Input records:

= = =

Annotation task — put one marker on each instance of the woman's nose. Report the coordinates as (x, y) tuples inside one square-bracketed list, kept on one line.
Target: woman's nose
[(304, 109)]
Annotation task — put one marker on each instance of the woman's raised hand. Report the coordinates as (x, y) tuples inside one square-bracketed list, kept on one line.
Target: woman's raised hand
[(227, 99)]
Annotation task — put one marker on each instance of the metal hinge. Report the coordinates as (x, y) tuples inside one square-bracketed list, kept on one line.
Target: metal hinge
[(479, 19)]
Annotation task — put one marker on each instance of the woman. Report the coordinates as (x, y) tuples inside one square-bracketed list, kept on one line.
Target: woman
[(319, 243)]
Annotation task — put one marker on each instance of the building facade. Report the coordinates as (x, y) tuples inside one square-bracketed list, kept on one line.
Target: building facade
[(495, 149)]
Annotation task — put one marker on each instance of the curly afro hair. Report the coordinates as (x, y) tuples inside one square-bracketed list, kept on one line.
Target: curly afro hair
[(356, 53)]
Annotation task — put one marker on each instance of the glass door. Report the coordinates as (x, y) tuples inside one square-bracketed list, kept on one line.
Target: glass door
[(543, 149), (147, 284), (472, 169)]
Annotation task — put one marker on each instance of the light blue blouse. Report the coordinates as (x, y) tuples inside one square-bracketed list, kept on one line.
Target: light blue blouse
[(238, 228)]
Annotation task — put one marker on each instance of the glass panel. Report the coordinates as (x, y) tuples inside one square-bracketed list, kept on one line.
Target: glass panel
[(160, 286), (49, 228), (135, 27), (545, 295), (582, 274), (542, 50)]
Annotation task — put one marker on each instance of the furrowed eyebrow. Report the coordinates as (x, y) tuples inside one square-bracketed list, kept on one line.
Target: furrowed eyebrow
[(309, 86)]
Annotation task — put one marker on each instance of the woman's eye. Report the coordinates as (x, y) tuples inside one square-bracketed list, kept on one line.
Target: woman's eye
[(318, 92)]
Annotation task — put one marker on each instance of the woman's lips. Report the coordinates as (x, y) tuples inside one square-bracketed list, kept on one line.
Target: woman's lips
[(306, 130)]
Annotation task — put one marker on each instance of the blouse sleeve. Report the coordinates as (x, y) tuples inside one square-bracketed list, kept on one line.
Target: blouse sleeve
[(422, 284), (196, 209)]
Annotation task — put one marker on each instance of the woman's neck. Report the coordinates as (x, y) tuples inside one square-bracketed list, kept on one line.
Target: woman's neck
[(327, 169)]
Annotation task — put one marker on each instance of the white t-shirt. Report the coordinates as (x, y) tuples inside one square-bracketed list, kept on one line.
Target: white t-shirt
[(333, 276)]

= = =

Exercise:
Could you copy out every one of the items above word for word, keeping each line unchanged?

Exercise answer:
Annotation task — put one marker on each instance of the woman's nose. Report the coordinates as (x, y) tuples inside one square-bracketed list, kept on one line.
Target: woman's nose
[(304, 109)]
Annotation task — put one marker on each instance of the woman's raised hand. Report the coordinates as (x, y) tuples inside one square-bracketed list, kept on one line.
Target: woman's raised hand
[(227, 99)]
Annotation task — put one marker on each instance of the metal hinge. Report the coordinates as (x, y) tuples inside one square-bracketed list, kept on one line.
Target: metal hinge
[(479, 19)]
Annotation task — put one marker on each instance of the woman. Report the coordinates as (x, y) tuples inside one square-bracketed list, kept on one line.
Target: woman
[(319, 243)]
Annotation task — put one marker on each instance of the building facade. Report the coordinates as (x, y) tuples inside one square-bracketed list, kept on one line.
Target: building facade
[(495, 149)]
Annotation task — put one marker on each instance of the curly afro hair. Report the coordinates as (x, y) tuples inside one square-bracketed list, kept on one line.
Target: curly afro hair
[(356, 53)]
Annotation task — put one marker on each instance of the glass door. Report the coordinates as (x, y) tuples inside one square-bracketed list, kept on one line.
Target: glass door
[(543, 149), (147, 284), (472, 169)]
Annotation task — put one marker on each instance of the light blue blouse. Report the coordinates as (x, y) tuples inside one square-bracketed list, kept on one line.
Target: light blue blouse
[(238, 228)]
Annotation task — put one marker on each instance of the glass panel. Report the coordinates as (x, y) tuples inside one square-bracketed list, kept on one line.
Target: glass panel
[(160, 286), (49, 228), (135, 27), (545, 295), (582, 274), (542, 50)]
Annotation task — put one marker on each instance of the furrowed eyebrow. Report the coordinates as (x, y) tuples inside one square-bracketed list, kept on one line.
Target: furrowed eyebrow
[(309, 86)]
Annotation task — put one marker on each instance of the woman's eye. Report the coordinates as (x, y) tuples inside one square-bracketed list, kept on one line.
Target: woman's eye
[(318, 92)]
Annotation task — put one marker on each instance of the woman's lips. Report the coordinates as (x, y) tuples inside one square-bracketed list, kept on one line.
Target: woman's lips
[(306, 130)]
Annotation task — put one marker on each instance of the blouse sleeve. Report the coordinates as (x, y) tuples inside one square-bracketed list, kept on one line.
Target: blouse sleeve
[(422, 284), (196, 209)]
Annotation task — put one marker on each instance of the woman's neck. Report the coordinates as (x, y) tuples inside one square-bracketed list, kept on one line.
Target: woman's neck
[(327, 169)]
Annotation task — put one marker on each instance of the white t-shirt. Report the coordinates as (x, y) tuples inside one square-bracketed list, kept on one line.
Target: white t-shirt
[(333, 276)]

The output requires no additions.